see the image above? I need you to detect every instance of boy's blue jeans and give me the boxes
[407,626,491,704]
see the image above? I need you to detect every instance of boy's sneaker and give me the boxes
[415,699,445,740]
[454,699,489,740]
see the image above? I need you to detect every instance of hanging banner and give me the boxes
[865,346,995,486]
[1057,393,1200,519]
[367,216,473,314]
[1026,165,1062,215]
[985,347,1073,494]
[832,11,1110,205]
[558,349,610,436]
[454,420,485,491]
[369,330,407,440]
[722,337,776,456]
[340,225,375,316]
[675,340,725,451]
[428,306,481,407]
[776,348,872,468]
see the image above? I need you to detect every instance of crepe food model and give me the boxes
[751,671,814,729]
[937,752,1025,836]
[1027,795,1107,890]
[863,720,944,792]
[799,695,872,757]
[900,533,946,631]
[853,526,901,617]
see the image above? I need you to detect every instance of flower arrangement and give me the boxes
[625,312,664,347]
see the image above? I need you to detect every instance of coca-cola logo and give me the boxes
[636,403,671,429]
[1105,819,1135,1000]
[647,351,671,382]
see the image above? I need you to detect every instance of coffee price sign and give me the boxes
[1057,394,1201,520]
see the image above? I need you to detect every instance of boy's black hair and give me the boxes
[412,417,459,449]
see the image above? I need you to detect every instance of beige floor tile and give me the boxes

What is expected —
Lines from the one containing "hair and give me the boxes" through the end of the entries above must be copied exactly; include both ends and no other lines.

Your solution —
see the image above? I need you to detect every instance of boy's black hair and give me the boxes
[412,417,459,449]
see the image above? I need you to detect every instance of beige floor tile and give me the boxes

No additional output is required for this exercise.